[Exercício 1]: De acordo com o texto sobre as lutas políticas em Apodi, que anos tiveram lutas políticas bastante agitadas?
[Exercício 2]: Transcreva do texto sobre as lutas políticas em Apodi todo o trecho que vai desde "Elementos vindo de" até "da Intendência Municipal.".

As lutas políticas em Apodi, desde a formação das primeiras correntes partidárias, têm-se caracterizado pela discórdia entre as famílias da terra. As divergências de ordem política, originando dissenções de certa gravidade, no seio da população, deixaram para a história do Apodi, uma página de lamentáveis acontecimentos, ainda hoje bem vivo no espírito de nossa gente.
Elementos vindo de fora, que aqui se fixaram em épocas passadas, atuando na política local, foram responsáveis por climas de agitação e insegurança porque passou o nosso povo, principalmente nas décadas de 20 e 30, quando a paz foi conturbada por movimentos de opressão e violências de ordem político-partidária. Os anos de 1924 a 1935 tiveram lutas políticas bastante agitadas. Sérios e graves acontecimentos ocorreram naquele período, entre as facções eleitorais da terra, empenhadas em renhidas lutas, pelo mando administrativo da comunidade apodiense. Certa vez, em 1925, a violência policial, a serviço de facção política, foi utilizada para que se efetuasse a prisão do Presidente da Intendência Municipal.

[Material fornecido]:
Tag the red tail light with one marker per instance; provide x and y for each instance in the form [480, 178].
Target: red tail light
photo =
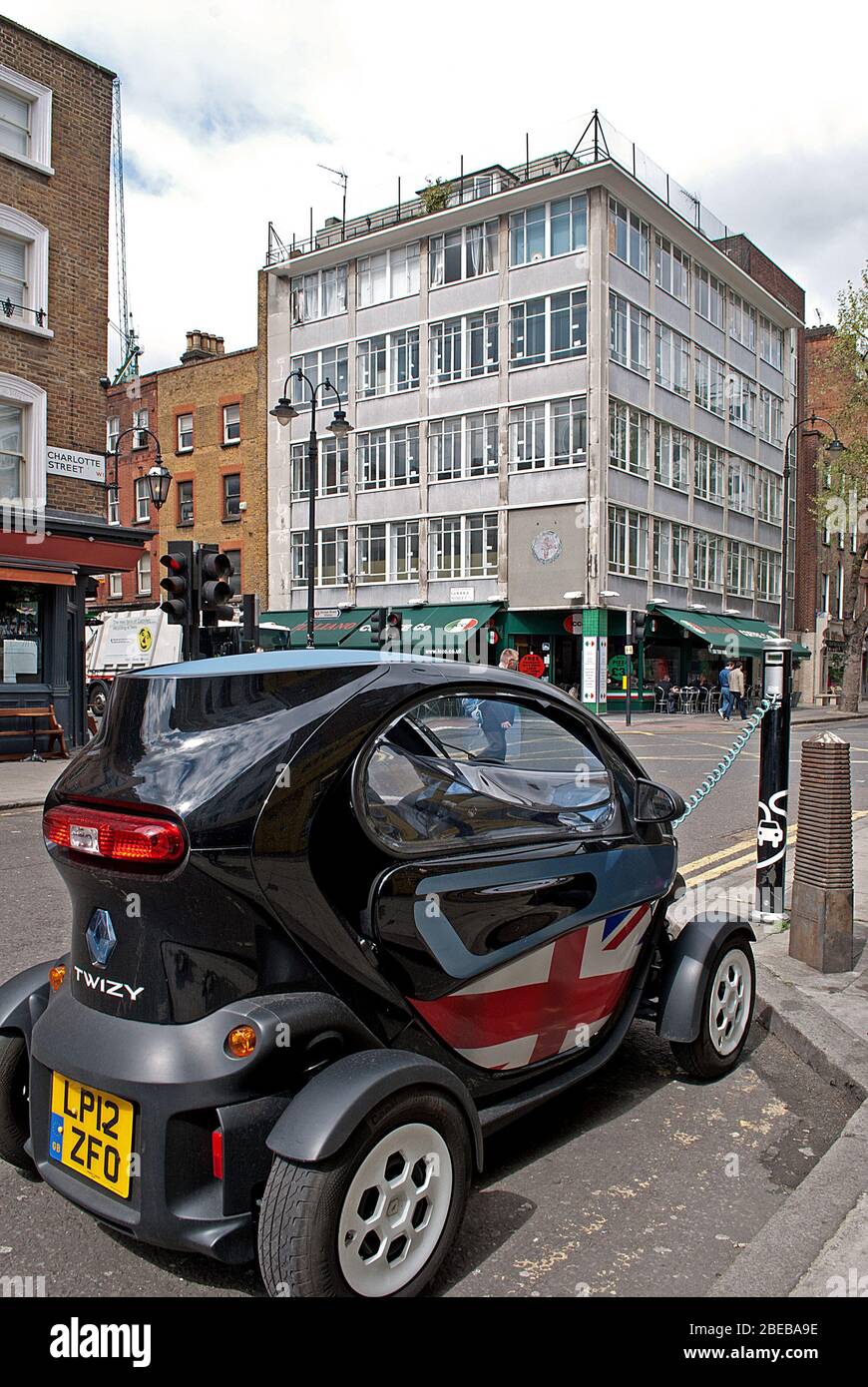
[116, 836]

[Resultado 1]: Os anos de 1924 a 1935.

[Resultado 2]:
Elementos vindo de fora, que aqui se fixaram em épocas passadas, atuando na política local, foram responsáveis por climas de agitação e insegurança porque passou o nosso povo, principalmente nas décadas de 20 e 30, quando a paz foi conturbada por movimentos de opressão e violências de ordem político-partidária. Os anos de 1924 a 1935 tiveram lutas políticas bastante agitadas. Sérios e graves acontecimentos ocorreram naquele período, entre as facções eleitorais da terra, empenhadas em renhidas lutas, pelo mando administrativo da comunidade apodiense. Certa vez, em 1925, a violência policial, a serviço de facção política, foi utilizada para que se efetuasse a prisão do Presidente da Intendência Municipal.